• _Vorliegender Text_:
"""

Betrachtet man nur die reinen Zahlen des Jahresabschluss 2022 im Leopoldina Krankenhaus und seinen Tochtergesellschaften, möchte man meinen, die Stimmung sei gut. Einen Überschuss von 4,33 Millionen Euro präsentierte Leopoldina-Geschäftsführer Jürgen Winter dem Stadtrat für 2022 bei einem Bilanzvolumen von 144,75 Millionen Euro. Dennoch war Winters Ausblick geprägt von Skepsis: "Die Aussichten sind wirtschaftlich eher düster."
Die sorgenvolle Prognose des Geschäftsführers der mit gut 2300 Mitarbeitenden größten städtischen Tochtergesellschaft hat viele Gründe. Zum einen spiegelt sich der seit der Corona-Pandemie zu beobachtende deutschlandweite Rückgang an stationären Behandlungen in der Klinik auch in Schweinfurt wider.
27.284 Patientinnen und Patienten wurden 2022 im Krankenhaus stationär versorgt, das entsprach einer Auslastung von 70 Prozent und war gut 13 Prozent unter den Werten von 2019, als man über 32.000 Patientinnen und Patienten stationär versorgte. Das Leopoldina hat damit keine schlechtere Bilanz als andere Kliniken gleicher Größe in Deutschland, der Trend zur Ambulantisierung ist aber bundesweit stark ausgeprägt.
Prognose für das laufende Jahr geht von einem Minus von 5,5 Millionen Euro aus
Dass man für 2022 noch Gewinne verzeichnete, liegt an der Auflösung bestimmter Rückstellungen aus der Vergangenheit, "nicht am laufenden Betrieb", so Jürgen Winter. Für 2023 zum Beispiel gibt es vom Staat keine Ausgleichszahlungen wegen der Corona-Pandemie. Für dieses Jahr, schreibt Jürgen Winter in seinem Geschäftsbericht, geht das Krankenhaus von einem Minus von bis zu 5,5 Millionen Euro aus. Zu spüren bekommt das Krankenhaus vor allem die gestiegenen Energiekosten aufgrund des Ukraine-Kriegs.

"""

• _Aufgabe 1_: Übertragen Sie aus dem Text über die Bilanz des Leopoldina Krankenhauses diesen Satz ins Englische: „Zu spüren bekommt das Krankenhaus vor allem die gestiegenen Energiekosten aufgrund des Ukraine-Kriegs.“
• _Aufgabe 2_: Schreiben Sie den Text über die Bilanz des Leopoldina Krankenhauses im Anschluss an seinen letzten Satz weiter.

• _Bereitgestellte Angaben_:
"""

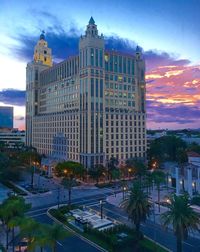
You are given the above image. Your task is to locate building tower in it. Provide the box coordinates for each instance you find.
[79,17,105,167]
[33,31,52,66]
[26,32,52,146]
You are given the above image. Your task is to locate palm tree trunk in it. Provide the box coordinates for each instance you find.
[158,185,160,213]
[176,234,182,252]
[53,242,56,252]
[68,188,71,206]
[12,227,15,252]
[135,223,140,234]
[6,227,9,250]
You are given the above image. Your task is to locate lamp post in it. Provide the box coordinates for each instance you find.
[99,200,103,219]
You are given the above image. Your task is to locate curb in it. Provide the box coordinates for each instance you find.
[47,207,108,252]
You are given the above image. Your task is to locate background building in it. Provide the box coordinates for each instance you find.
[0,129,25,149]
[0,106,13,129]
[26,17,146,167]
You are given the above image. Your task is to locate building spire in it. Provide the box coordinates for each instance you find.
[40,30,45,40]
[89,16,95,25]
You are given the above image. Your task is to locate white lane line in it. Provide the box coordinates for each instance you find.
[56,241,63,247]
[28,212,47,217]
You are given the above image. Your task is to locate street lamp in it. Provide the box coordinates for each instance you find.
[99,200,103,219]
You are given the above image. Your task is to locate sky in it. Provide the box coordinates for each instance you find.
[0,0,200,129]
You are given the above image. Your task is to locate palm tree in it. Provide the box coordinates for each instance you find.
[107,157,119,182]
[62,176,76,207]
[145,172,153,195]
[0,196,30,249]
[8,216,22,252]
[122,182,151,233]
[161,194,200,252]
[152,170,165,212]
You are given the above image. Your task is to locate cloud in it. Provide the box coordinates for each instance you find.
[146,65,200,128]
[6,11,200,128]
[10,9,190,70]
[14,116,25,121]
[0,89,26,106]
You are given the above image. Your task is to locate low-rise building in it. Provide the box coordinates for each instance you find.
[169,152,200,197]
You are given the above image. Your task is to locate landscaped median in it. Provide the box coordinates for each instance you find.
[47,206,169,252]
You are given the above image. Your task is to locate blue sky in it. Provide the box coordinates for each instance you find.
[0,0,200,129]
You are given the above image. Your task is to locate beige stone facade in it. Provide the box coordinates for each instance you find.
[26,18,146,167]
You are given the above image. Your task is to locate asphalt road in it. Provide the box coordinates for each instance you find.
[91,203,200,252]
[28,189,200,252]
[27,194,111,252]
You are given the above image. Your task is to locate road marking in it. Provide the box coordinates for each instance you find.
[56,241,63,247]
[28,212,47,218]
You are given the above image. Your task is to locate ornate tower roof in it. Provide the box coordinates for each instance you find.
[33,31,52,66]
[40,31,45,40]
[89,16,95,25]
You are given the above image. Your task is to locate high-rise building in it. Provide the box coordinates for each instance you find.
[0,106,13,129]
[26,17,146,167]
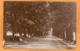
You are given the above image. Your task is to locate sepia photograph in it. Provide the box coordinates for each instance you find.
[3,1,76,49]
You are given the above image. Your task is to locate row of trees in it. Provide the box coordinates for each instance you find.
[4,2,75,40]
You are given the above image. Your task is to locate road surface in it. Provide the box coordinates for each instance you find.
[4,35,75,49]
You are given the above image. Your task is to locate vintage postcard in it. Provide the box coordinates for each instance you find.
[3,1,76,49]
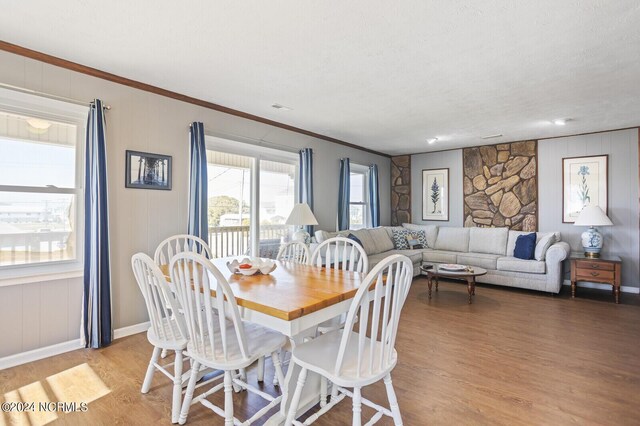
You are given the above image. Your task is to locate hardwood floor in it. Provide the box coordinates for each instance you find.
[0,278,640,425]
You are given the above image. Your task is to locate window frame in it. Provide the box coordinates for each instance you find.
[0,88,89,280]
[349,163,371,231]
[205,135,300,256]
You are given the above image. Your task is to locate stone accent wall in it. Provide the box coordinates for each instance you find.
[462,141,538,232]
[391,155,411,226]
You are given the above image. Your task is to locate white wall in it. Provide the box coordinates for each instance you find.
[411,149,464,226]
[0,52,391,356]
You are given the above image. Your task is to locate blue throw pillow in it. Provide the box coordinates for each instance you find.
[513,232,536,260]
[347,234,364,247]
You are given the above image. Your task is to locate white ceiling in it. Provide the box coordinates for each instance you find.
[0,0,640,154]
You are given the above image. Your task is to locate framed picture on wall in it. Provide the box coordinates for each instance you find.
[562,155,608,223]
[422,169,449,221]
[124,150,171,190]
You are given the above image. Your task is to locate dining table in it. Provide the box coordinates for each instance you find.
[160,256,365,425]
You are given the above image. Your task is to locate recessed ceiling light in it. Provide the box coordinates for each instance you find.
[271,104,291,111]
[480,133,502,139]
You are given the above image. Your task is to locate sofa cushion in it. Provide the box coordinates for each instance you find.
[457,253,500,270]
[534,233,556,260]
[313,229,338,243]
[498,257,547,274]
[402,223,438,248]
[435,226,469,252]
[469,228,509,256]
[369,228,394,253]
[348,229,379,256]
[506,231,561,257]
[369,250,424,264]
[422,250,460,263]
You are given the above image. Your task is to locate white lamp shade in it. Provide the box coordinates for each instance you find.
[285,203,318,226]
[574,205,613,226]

"""

• _Lösung 1_: Above all, the hospital is feeling the effects of the increased energy costs caused by the war in Ukraine.

• _Lösung 2_:
Im Zusammenhang mit der derzeit kritisch diskutierten Reform der deutschen Krankenhäuser durch das Bundesgesundheitsministerium unter Minister Karl Lauterbach (SPD), sieht Jürgen Winter weitere Belastungen auf das Leopoldina Krankenhaus zukommen: "Wir werden die Grenzen der Leistungsfähigkeit erreichen." Bis die für das Leopoldina positiven Änderungen in der Finanzierung wirken, werde es drei bis vier Jahre dauern.
Die Schweinfurter Finanzreferentin sorgt sich um das Krankenhaus
Herausfordernd für Jürgen Winter und sein Team ist nicht nur die Frage, wie sich die Krankenhausreform auswirkt. Dazu kommen zwei große Themenfelder, die auch bei der städtischen Finanzreferentin Anna Barbara Keck Sorgenfalten auf der Stirn erzeugen.
Wie geht es mit dem geplanten Verbund ab 2030 zwischen Leopoldina und Krankenhaus St. Josef weiter, nachdem der Träger des St. Josefs, die Würzburger Erlöserschwestern, keine gemeinsame Trägerschaft wollen? Und: Wie sollen Krankenhaus und Stadt Schweinfurt die mit 300 Millionen Euro Kosten geschätzte Sanierung des Leopoldina stemmen, wenn der Freistaat Bayern nur 75 Prozent der Kosten fördert?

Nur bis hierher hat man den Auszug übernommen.